__EXERCISE__:
Once the pictures are set aside, copy the data below exactly as it stands.

**** DATA PROVIDED ****

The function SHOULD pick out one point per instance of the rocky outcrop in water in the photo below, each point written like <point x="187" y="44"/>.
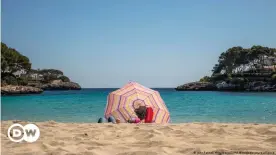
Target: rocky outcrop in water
<point x="197" y="86"/>
<point x="59" y="85"/>
<point x="18" y="90"/>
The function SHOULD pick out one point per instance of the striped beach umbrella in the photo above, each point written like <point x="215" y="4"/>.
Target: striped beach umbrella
<point x="122" y="103"/>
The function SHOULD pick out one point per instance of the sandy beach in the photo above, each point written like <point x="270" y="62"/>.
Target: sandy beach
<point x="143" y="139"/>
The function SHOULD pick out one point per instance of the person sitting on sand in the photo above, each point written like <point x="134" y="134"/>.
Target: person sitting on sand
<point x="144" y="115"/>
<point x="110" y="119"/>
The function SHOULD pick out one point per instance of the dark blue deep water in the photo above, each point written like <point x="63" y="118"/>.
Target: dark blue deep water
<point x="88" y="104"/>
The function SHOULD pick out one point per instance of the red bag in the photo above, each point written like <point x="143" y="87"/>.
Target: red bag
<point x="149" y="115"/>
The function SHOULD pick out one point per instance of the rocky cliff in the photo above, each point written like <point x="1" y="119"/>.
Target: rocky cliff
<point x="59" y="85"/>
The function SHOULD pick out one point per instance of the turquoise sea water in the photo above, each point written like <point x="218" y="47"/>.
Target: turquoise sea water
<point x="88" y="105"/>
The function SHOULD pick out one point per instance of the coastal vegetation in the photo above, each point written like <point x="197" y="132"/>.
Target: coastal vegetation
<point x="240" y="69"/>
<point x="16" y="70"/>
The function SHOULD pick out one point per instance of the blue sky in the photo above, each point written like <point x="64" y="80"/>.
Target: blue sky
<point x="157" y="43"/>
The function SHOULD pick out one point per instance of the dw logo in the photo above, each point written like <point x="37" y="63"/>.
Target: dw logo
<point x="17" y="133"/>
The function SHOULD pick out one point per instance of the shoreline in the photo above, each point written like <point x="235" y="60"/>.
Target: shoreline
<point x="153" y="139"/>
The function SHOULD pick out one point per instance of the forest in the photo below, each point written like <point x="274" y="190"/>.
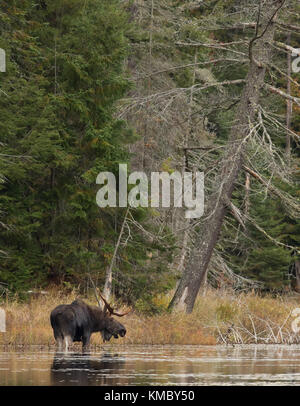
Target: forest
<point x="161" y="86"/>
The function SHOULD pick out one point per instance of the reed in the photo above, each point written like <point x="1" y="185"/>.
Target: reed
<point x="219" y="317"/>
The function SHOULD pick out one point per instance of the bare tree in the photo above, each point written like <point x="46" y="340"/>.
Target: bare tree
<point x="259" y="52"/>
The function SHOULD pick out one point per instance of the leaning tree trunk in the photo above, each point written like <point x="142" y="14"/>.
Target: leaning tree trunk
<point x="259" y="55"/>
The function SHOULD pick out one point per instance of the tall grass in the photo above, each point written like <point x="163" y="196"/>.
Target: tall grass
<point x="218" y="317"/>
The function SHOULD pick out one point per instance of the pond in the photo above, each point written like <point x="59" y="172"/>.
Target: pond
<point x="155" y="365"/>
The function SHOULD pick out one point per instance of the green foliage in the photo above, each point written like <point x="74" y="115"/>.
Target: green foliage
<point x="58" y="130"/>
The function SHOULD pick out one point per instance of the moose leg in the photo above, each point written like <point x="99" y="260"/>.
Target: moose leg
<point x="86" y="341"/>
<point x="67" y="341"/>
<point x="59" y="342"/>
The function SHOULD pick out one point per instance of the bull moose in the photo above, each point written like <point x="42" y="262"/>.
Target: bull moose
<point x="77" y="321"/>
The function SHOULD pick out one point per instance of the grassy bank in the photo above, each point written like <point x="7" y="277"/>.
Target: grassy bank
<point x="218" y="317"/>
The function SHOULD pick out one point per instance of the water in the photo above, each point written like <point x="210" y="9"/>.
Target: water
<point x="155" y="365"/>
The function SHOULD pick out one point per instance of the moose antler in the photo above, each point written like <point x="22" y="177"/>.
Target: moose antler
<point x="110" y="309"/>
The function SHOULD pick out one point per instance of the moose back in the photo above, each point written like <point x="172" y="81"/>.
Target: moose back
<point x="77" y="321"/>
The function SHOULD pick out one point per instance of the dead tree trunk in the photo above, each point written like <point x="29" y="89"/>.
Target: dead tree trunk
<point x="259" y="55"/>
<point x="107" y="290"/>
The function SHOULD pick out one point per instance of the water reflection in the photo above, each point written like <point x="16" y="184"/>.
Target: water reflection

****

__TASK RESULT__:
The function SHOULD pick out one point per instance of the rocky outcrop in water in the photo below, each point written like <point x="187" y="44"/>.
Target: rocky outcrop in water
<point x="197" y="86"/>
<point x="59" y="85"/>
<point x="18" y="90"/>
The function SHOULD pick out one point per instance of the striped beach umbrella in the photo above, each point written like <point x="215" y="4"/>.
Target: striped beach umbrella
<point x="122" y="103"/>
The function SHOULD pick out one point per instance of the sandy beach in the photo above, each point written like <point x="270" y="62"/>.
Target: sandy beach
<point x="143" y="139"/>
The function SHOULD pick out one point per instance of the person sitting on sand in the photo above, each point written like <point x="134" y="134"/>.
Target: person sitting on sand
<point x="144" y="115"/>
<point x="110" y="119"/>
The function SHOULD pick out one point per instance of the dark blue deep water in the photo above, each point written like <point x="63" y="118"/>.
Target: dark blue deep water
<point x="88" y="104"/>
The function SHOULD pick out one point per instance of the red bag in the photo above, each point written like <point x="143" y="87"/>.
Target: red bag
<point x="149" y="115"/>
The function SHOULD pick out one point per instance of the rocky cliff in the photo above, each point written like <point x="1" y="119"/>.
Target: rocky cliff
<point x="59" y="85"/>
The function SHOULD pick out one point per instance of the turquoise sea water in the photo above, each point written like <point x="218" y="47"/>.
Target: turquoise sea water
<point x="88" y="105"/>
The function SHOULD pick out one point per instance of the coastal vegetation in the photo above, each point written like <point x="197" y="132"/>.
Target: coastal vegetation
<point x="240" y="69"/>
<point x="16" y="70"/>
The function SHOULD pick out one point per instance of the blue sky in the photo above, each point written like <point x="64" y="80"/>.
Target: blue sky
<point x="157" y="43"/>
The function SHOULD pick out one point per instance of the dw logo in the photo above, each point written like <point x="37" y="63"/>.
Target: dw logo
<point x="17" y="133"/>
The function SHOULD pick out one point per instance of the shoreline in the photo above, each point written like <point x="235" y="60"/>.
Target: shoreline
<point x="153" y="139"/>
The function SHOULD pick out one point per instance of the forest in the photo below, each point written like <point x="274" y="190"/>.
Target: forest
<point x="161" y="86"/>
The function SHOULD pick out one point per instance of the reed in the photo above, each point written like <point x="1" y="185"/>.
Target: reed
<point x="219" y="317"/>
The function SHOULD pick out one point per instance of the bare tree in the photo above, each point written like <point x="46" y="340"/>.
Target: bare tree
<point x="259" y="52"/>
The function SHOULD pick out one point per instance of the leaning tree trunk in the photo above, each point written like <point x="142" y="14"/>.
Target: leaning tree trunk
<point x="259" y="55"/>
The function SHOULD pick out one point per instance of the tall grass in the photo above, each point written like <point x="163" y="196"/>.
Target: tall grass
<point x="218" y="317"/>
The function SHOULD pick out one point per instance of the pond in the photo above, each point written like <point x="59" y="172"/>.
Target: pond
<point x="155" y="365"/>
The function SHOULD pick out one point per instance of the green foliage in the photo above, each point written like <point x="74" y="115"/>.
Target: green foliage
<point x="58" y="130"/>
The function SHOULD pick out one point per instance of the moose leg in the photo above, each point written like <point x="99" y="260"/>.
Target: moose leg
<point x="86" y="341"/>
<point x="67" y="341"/>
<point x="59" y="342"/>
The function SHOULD pick out one point per instance of the bull moose in the photo above, each point written like <point x="42" y="262"/>.
Target: bull moose
<point x="77" y="321"/>
The function SHOULD pick out one point per instance of the grassy bank in the photo above, each point written like <point x="7" y="277"/>.
Target: grassy bank
<point x="218" y="317"/>
The function SHOULD pick out one point per instance of the water in the photo above, each point written like <point x="210" y="9"/>.
Target: water
<point x="155" y="365"/>
The function SHOULD pick out one point per instance of the moose antler in the photo above, each point written like <point x="22" y="177"/>.
Target: moose antler
<point x="110" y="309"/>
The function SHOULD pick out one point per instance of the moose back in the photo above, each point written like <point x="172" y="81"/>.
Target: moose back
<point x="77" y="321"/>
The function SHOULD pick out one point per instance of the dead tree trunk in the photo above, each point written like <point x="29" y="89"/>.
Target: dead tree trunk
<point x="259" y="55"/>
<point x="107" y="290"/>
The function SHOULD pick out one point per instance of the water reflection in the photo above, each point written like <point x="16" y="184"/>.
Target: water reflection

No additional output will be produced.